*DATA SHOWN:*
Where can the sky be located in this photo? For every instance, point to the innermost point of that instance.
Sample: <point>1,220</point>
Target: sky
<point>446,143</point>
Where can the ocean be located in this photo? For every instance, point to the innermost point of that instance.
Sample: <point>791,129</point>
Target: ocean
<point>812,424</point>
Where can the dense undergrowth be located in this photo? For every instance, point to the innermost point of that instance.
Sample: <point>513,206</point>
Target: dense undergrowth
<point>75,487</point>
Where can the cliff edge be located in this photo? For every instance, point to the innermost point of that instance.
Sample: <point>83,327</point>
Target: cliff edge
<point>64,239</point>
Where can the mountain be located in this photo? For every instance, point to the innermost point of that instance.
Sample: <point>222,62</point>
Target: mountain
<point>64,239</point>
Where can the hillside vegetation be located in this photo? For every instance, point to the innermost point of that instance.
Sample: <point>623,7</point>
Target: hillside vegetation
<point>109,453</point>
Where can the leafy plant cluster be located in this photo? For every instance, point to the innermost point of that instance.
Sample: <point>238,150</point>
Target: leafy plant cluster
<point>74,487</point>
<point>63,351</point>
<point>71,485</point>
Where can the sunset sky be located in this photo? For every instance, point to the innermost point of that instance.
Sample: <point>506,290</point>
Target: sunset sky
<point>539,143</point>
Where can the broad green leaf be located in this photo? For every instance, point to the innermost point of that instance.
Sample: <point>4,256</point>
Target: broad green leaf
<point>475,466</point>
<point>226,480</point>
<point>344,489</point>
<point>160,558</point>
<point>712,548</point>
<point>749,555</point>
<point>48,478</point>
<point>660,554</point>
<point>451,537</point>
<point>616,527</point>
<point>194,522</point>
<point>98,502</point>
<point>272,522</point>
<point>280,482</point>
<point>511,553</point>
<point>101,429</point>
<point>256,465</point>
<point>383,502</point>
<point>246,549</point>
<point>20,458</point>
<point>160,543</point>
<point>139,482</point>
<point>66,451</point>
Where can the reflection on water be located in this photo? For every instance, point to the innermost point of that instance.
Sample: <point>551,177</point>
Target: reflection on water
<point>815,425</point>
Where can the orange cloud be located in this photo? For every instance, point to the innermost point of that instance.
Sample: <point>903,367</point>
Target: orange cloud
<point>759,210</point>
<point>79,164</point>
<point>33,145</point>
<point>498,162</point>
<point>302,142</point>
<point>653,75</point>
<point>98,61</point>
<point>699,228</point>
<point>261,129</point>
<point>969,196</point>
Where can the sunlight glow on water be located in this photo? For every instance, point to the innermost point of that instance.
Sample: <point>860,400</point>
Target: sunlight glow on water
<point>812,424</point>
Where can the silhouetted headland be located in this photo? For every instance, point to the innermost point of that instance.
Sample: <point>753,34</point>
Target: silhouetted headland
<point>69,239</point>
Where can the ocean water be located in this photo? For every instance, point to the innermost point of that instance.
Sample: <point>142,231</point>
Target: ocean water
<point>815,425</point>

*THE EXERCISE:*
Copy all of the rows above, keeping every character unchanged.

*TASK OUTPUT:*
Where can the sky be located in this photo? For every instance, point to the innermost point of that instance.
Sample: <point>1,220</point>
Target: sky
<point>446,143</point>
Where can the ocean be located in this photo? For every instance, point to the innermost point of that instance.
Sample: <point>791,129</point>
Target: ocean
<point>812,424</point>
Where can the dense undergrowth be located in this photo? For every instance, point to the innermost point of that instance.
Sample: <point>513,206</point>
Target: dense undergrowth
<point>75,487</point>
Where can the cliff edge be located in this photo? For every instance, point to the innermost point of that instance.
Sample: <point>83,327</point>
Target: cliff edge
<point>64,239</point>
Where can the mountain be located in this photo? For every instance, point to the innermost point of that instance.
Sample: <point>222,62</point>
Target: mountain
<point>64,239</point>
Where can the hillside vegetation be located in this photo? For every instance, point to the innermost point of that instance.
Sample: <point>623,7</point>
Target: hillside vegetation
<point>109,453</point>
Where can the leafy plant cluster be located in this photo? For every instance, point to the innermost point of that instance.
Sample: <point>238,150</point>
Target: leafy plant cluster
<point>74,487</point>
<point>63,351</point>
<point>71,485</point>
Where can the sunset sky be located in this photo? For every instance, point to the innermost point of that instance.
Sample: <point>506,290</point>
Target: sunset sky
<point>539,143</point>
Where can the broad green leaf be located in this photo? For every instance, point to the innermost point of that instance.
Sample: <point>4,256</point>
Target: broad green leaf
<point>475,466</point>
<point>226,480</point>
<point>344,489</point>
<point>160,558</point>
<point>712,548</point>
<point>749,555</point>
<point>48,478</point>
<point>660,554</point>
<point>451,537</point>
<point>616,527</point>
<point>194,522</point>
<point>98,502</point>
<point>272,522</point>
<point>280,482</point>
<point>511,553</point>
<point>101,429</point>
<point>256,465</point>
<point>383,502</point>
<point>246,549</point>
<point>20,458</point>
<point>160,543</point>
<point>139,482</point>
<point>66,451</point>
Where can the reflection on water be located in this photo? For every instance, point to the innermost point of that instance.
Sample: <point>551,177</point>
Target: reflection on water
<point>815,425</point>
Where can the orange cloud be located in this photo? For every instance, point to the innermost point of that instance.
Sample: <point>903,367</point>
Target: orange cloud
<point>759,210</point>
<point>79,164</point>
<point>33,145</point>
<point>498,162</point>
<point>302,142</point>
<point>653,75</point>
<point>98,61</point>
<point>699,228</point>
<point>261,129</point>
<point>969,196</point>
Where can the sunlight glow on water be located in this photo? For every instance, point to the innermost point of that instance.
Sample: <point>860,400</point>
Target: sunlight glow on water
<point>812,424</point>
Where can the silhouetted headland be located in this photo? For every instance, point to the innermost point of that instance.
Sample: <point>753,34</point>
Target: silhouetted headland
<point>69,239</point>
Where can the ocean water be located in this photo? For every instance, point to the innermost point of that instance.
Sample: <point>142,231</point>
Target: ocean water
<point>815,425</point>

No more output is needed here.